## Given problem
Using the passage below on the Dijkstra and A* algorithms, explain in one to three sentences why pg_aStar needs the (x,y) coordinates of the nodes.

Dijkstra and A* algorithms should theoretically return the same result because they are almost the same algorithm. What A* does is provide an optimization to the order in which nodes are searched. Generally speaking, in a spatial/geographical context, when a choice for the next node is encountered, the first one to be tested will be much more likely to be the one which puts you geographically closer to the end end goal. This is why the pg_aStar requires input of the (x,y) coordinates of the nodes.

The heuristic parameter refers to the equation used to calculate the amount to add to the cost of travelling to a node, based on the distance between the node's (x,y) location and the final end goal's (x,y) location. In pgRouting, it is an integer representing possible mathematical equations:

  • 0: h(v) = 0 (Use this value to compare with pgr_dijkstra)
  • 1: h(v) abs(max(dx, dy))
  • 2: h(v) abs(min(dx, dy))

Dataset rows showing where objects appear

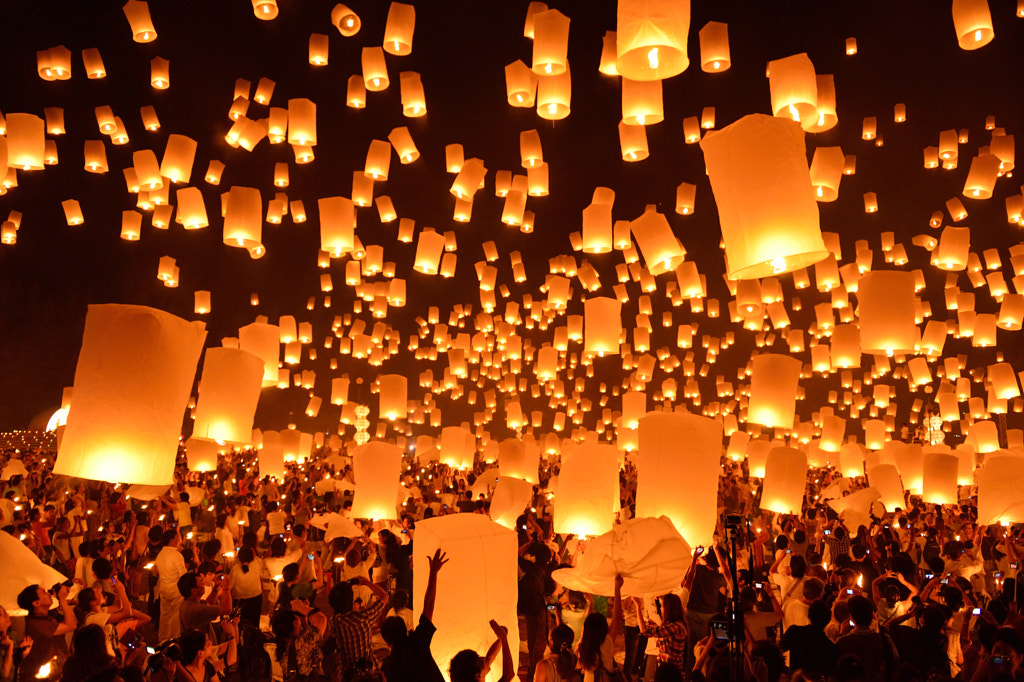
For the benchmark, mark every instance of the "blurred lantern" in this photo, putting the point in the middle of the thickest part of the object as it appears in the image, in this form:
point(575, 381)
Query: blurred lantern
point(137, 13)
point(774, 380)
point(650, 38)
point(660, 469)
point(132, 384)
point(759, 174)
point(785, 479)
point(228, 391)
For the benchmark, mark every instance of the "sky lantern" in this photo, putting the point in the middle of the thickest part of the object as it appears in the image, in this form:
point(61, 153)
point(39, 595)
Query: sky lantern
point(794, 89)
point(759, 174)
point(715, 55)
point(398, 29)
point(774, 381)
point(660, 471)
point(784, 481)
point(229, 388)
point(137, 13)
point(481, 561)
point(973, 24)
point(551, 37)
point(650, 38)
point(132, 384)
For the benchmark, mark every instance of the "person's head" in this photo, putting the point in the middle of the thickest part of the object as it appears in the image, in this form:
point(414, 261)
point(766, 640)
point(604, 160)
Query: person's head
point(861, 610)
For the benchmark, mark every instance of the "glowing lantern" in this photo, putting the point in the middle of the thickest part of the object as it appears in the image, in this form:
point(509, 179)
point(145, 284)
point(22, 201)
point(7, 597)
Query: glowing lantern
point(399, 28)
point(551, 36)
point(784, 481)
point(132, 384)
point(137, 13)
point(794, 89)
point(973, 24)
point(482, 561)
point(650, 39)
point(660, 470)
point(715, 56)
point(759, 174)
point(774, 381)
point(345, 20)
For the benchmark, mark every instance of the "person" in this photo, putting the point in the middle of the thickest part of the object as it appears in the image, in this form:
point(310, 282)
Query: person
point(351, 629)
point(468, 666)
point(170, 566)
point(411, 657)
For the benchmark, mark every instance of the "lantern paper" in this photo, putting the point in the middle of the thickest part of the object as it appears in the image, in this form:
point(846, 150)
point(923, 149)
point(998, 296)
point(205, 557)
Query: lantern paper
point(665, 466)
point(648, 553)
point(132, 384)
point(477, 584)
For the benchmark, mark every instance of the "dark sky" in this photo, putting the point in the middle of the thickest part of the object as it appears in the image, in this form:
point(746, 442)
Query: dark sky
point(907, 53)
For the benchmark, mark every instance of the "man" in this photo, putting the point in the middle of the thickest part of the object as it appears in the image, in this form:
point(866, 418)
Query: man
point(47, 633)
point(351, 629)
point(411, 657)
point(169, 566)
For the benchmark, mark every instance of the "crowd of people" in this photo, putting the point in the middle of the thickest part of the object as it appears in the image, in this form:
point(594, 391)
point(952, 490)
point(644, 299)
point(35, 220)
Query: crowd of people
point(228, 574)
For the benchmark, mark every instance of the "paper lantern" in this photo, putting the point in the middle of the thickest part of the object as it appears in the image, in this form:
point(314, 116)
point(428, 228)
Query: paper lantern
point(345, 20)
point(794, 89)
point(228, 391)
point(939, 480)
point(602, 325)
point(244, 220)
point(551, 37)
point(715, 56)
point(759, 174)
point(650, 38)
point(662, 470)
point(482, 560)
point(398, 29)
point(973, 24)
point(785, 479)
point(588, 491)
point(137, 13)
point(774, 381)
point(886, 307)
point(132, 384)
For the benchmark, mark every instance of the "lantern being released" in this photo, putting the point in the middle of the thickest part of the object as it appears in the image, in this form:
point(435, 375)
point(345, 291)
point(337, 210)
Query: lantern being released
point(477, 584)
point(132, 384)
point(762, 185)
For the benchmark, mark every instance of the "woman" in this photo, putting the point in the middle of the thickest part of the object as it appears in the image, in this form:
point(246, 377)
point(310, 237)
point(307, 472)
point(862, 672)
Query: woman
point(597, 643)
point(560, 664)
point(247, 586)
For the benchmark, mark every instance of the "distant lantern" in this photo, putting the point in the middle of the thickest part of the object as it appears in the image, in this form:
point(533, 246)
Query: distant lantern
point(758, 170)
point(660, 469)
point(160, 73)
point(973, 24)
point(375, 70)
point(715, 55)
point(784, 481)
point(376, 467)
point(794, 89)
point(650, 38)
point(602, 325)
point(137, 13)
point(345, 20)
point(398, 29)
point(774, 381)
point(228, 391)
point(337, 215)
point(414, 103)
point(588, 491)
point(886, 308)
point(826, 171)
point(132, 383)
point(551, 37)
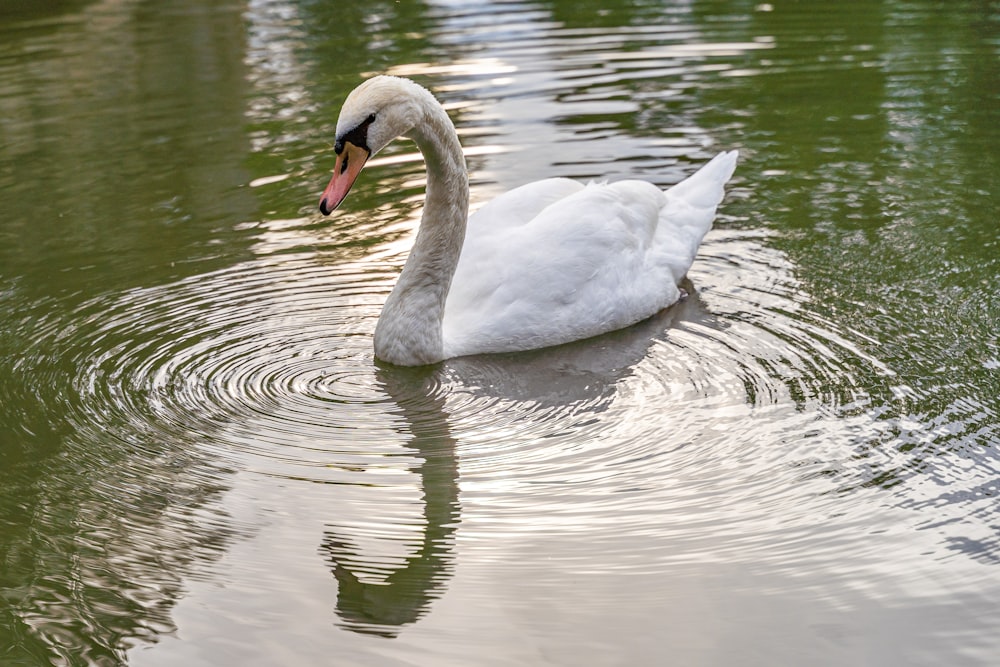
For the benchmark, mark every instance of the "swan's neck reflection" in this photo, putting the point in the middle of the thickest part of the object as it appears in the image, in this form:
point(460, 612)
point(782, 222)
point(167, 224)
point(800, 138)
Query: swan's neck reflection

## The result
A* improves on Dijkstra by choosing the order in which nodes are searched. When it must pick the next node, it first tests the one most likely to bring it geographically closer to the end goal. To judge that closeness, it needs each node's (x,y) location, which it compares with the goal's (x,y) location.